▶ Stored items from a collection

----------------------------------------

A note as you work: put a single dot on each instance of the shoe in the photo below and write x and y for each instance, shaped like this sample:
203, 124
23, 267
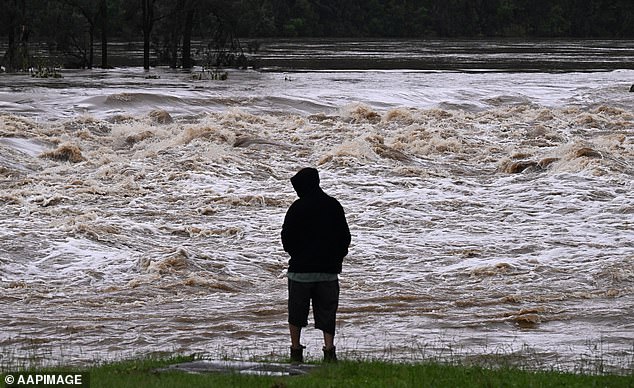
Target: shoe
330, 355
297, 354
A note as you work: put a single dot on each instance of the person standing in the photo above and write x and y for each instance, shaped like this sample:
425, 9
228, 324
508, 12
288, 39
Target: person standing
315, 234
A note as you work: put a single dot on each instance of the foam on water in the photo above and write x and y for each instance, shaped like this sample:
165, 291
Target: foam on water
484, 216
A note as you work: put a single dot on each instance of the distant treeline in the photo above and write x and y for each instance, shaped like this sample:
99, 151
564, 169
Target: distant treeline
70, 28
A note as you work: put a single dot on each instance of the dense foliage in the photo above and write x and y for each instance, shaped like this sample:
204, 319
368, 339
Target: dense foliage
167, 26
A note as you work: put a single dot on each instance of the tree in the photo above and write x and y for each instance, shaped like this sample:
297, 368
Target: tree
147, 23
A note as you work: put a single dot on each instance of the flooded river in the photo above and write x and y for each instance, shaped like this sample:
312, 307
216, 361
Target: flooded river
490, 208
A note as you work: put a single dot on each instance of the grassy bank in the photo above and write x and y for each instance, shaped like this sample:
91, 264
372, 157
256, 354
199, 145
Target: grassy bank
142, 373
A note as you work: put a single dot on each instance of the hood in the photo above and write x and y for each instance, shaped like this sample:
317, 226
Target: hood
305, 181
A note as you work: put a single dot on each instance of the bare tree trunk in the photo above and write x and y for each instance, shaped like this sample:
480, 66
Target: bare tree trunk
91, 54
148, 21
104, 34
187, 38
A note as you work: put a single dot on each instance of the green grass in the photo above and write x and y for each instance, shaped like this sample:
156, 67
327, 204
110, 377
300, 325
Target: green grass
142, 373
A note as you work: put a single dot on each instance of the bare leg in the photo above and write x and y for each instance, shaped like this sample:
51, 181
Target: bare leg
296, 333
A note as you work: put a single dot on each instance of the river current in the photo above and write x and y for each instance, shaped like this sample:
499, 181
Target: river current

----------------------------------------

▶ Exercise aim
Give the entries again word for word, but skip the pictures.

▶ Expected answer
A note as you work: put a single dot on each instance of the shoe in the photo below and write x and y for each instance, shaped like this sample:
203, 124
23, 267
Target: shoe
330, 355
297, 354
A note as you work: put a single dot on each instance of the person standing in the photo above and write x and y for each instance, shaped like this sample:
425, 9
228, 324
508, 12
288, 39
Target: person standing
315, 234
A note as you work: put a single dot on each instance of the foam on water in the photo above and write x and y for each instance, shaped like this sample:
165, 291
Target: foam on water
484, 216
A note as you work: put a single dot on each instance of the distant treeline in the photo above and write x and y for each instance, shaped like this sample:
99, 151
564, 169
Target: distant treeline
70, 28
A note as you work: put a single dot on each instance of the dense foliage in the photo above and write x and y for each instance, shaped like this sample:
204, 319
368, 339
Target: dense foliage
167, 26
A note as you work: put a single dot on each instance of the tree in the photo above and write x and y for each instance, shaped like this sample:
297, 368
Target: tree
147, 23
A note as you work: put a single dot on each instance of the flooded river in the photo above and write x and y for each instance, shaped like this sample:
312, 307
216, 361
Target: flooded river
490, 208
A note as you work: put a single dot on each instance of the grassy bank in the photo above and write x and y for each instance, shaped like this sample:
91, 264
372, 157
256, 354
199, 145
Target: grassy bank
142, 373
A note as you work: put a single dot on each instance of the hood in the photo above and write x and y for each instance, shaped like this sample:
317, 226
Target: hood
305, 181
A note as you work: put a single dot on each instance of the bare tree trunk in the photo above and write x and y for each instance, shaped like this sample:
480, 66
Target: bare tree trunk
91, 54
148, 21
104, 34
187, 38
A note as you work: put a single dot on each instance of the green grass in the photo above and write x and y for each instance, shaped like this sample:
156, 67
327, 204
110, 377
300, 325
Target: green grass
142, 373
A note as you work: put a single dot on each instance of the bare leg in the photo above and write x and y for each instance, shaped like this sample:
51, 181
Target: bare leg
296, 333
A note as you work: put a single dot on each instance of the river current in the photo above and write x and y for each instance, shaped like this sample:
499, 181
Target: river current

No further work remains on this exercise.